### [Текст для чтения]
────────────────────

Выбрать главу

В рассматриваемый период довольно интенсивно заявила о себе тенденция к «новому открытию старого», к новым оценкам и переоценкам как творческих биографий, так и отдельных произведений предшественников. В начале XX века на свою интерпретацию их традиций претендовали как реалисты, так и символисты [14].

Особо следует сказать о Пушкине. О настоятельной необходимости «возвращения» к Пушкину, к новому прочтению его произведений, к более глубокому постижению непреходящей ценности его художественных открытий писали Ап. Григорьев и Н. Страхов, Тургенев и Достоевский, Л. Толстой и Гончаров. У каждого из них был «свой» Пушкин, свой подход к нему и свое понимание, но в главном они были единодушны, а именно в том, что «в Пушкине кроются все семена и зачатки, из которых развились потом все роды и виды искусства во всех наших художниках» [15].

Это «возвращение» к Пушкину не было, конечно, случайным. Известно, что современная ему критика, как и критика нескольких последующих поколений, не смогла по достоинству оценить масштабность его открытий в прозе, оригинальность, своеобразие его повестей. Заметно повышенное внимание к Пушкину было обусловлено и тем, что его творчество оказалось на редкость созвучно тем философским в художественным тенденциям, которые были связаны с утверждение), новой концепции личности пореформенного времени, с напряженными поисками более совершенных приемов и принципов в изображении мира и человека. Речь идет о поистине гениальном совершенстве композиции пушкинских произведений, о его довольно простых, на первый взгляд, а по сути необыкновенно сложных приемах изображения психологии, характера героя и авторской позиции.

────────────────────

### [Поставленная задача 1]
Перечислите всех авторов, которые, согласно тексту о Пушкине, писали о необходимости «возвращения» к Пушкину.
### [Поставленная задача 2]
Переведите на английский язык предложение из текста о Пушкине: «Это «возвращение» к Пушкину не было, конечно, случайным».
### [Поставленная задача 3]
Продолжите текст о Пушкине с того места, где он обрывается.

Строки из набора данных с разметкой рамок:

────────────────────

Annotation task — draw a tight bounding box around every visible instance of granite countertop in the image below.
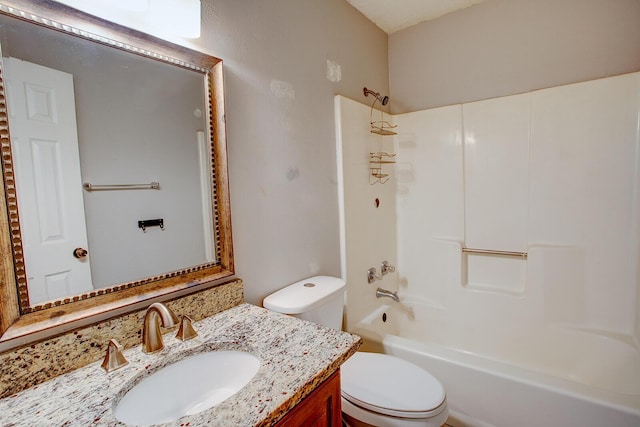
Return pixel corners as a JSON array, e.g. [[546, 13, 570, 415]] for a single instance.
[[0, 304, 362, 427]]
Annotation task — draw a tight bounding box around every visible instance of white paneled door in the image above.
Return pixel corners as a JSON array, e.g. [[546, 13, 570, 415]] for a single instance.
[[3, 58, 93, 304]]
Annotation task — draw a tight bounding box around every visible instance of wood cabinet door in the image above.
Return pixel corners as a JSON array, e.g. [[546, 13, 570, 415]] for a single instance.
[[276, 370, 342, 427]]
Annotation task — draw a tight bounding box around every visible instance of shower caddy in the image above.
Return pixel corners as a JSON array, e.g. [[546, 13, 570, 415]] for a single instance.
[[363, 87, 397, 185]]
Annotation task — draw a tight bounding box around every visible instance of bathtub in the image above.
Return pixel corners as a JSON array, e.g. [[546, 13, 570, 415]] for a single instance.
[[350, 298, 640, 427]]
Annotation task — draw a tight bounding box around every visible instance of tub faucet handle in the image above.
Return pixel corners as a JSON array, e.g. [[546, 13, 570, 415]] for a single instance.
[[367, 267, 382, 284], [380, 261, 396, 276]]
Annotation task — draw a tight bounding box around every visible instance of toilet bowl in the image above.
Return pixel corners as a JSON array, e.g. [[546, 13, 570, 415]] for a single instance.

────────────────────

### [Результат выполнения 1]
Ап. Григорьев, Н. Страхов, Тургенев, Достоевский, Л. Толстой, Гончаров

### [Результат выполнения 2]
This "return" to Pushkin was, of course, not accidental.

### [Результат выполнения 3]
Пристальный интерес у писателей нового исторического периода вызывают такие достоинства прозы Пушкина, как краткость и точность, которые были связаны с отсутствием в описаниях детальных подробностей и обширных авторских рассуждений. Это стремление к лаконизму было своего рода протестом против широко распространившихся в конце XIX века чрезмерно объемных, эпигонских романов. Именно в этом плане следует рассматривать и смену форм повествования, которая наметилась в последней четверти века: эпически широкие и пластические формы стали уступать место более экспрессивным и динамичным. Эта тенденция затронула довольно многих писателей, и не только романистов, но и авторов рассказов и повестей. «Странное дело, — писал Чехов, — у меня теперь мания на все короткое. Что я ни читаю — свое и чужое, все представляется мне недостаточно коротким»[16]. Известно, что обратиться к созданию «Анны Карениной» Толстого побудил Пушкин, его «Повести Белкина». Известно также, что именно привлекло его в Пушкине: прочит» однажды первую строчку из знаменитого отрывка «Гости съезжались на дачу», Толстой заметил: «Вот прелесть-то!.. вот как надо писать. Пушкин приступает прямо к делу. Другой бы начал описывать гостей, комнаты, а он вводит в действие сразу»[17].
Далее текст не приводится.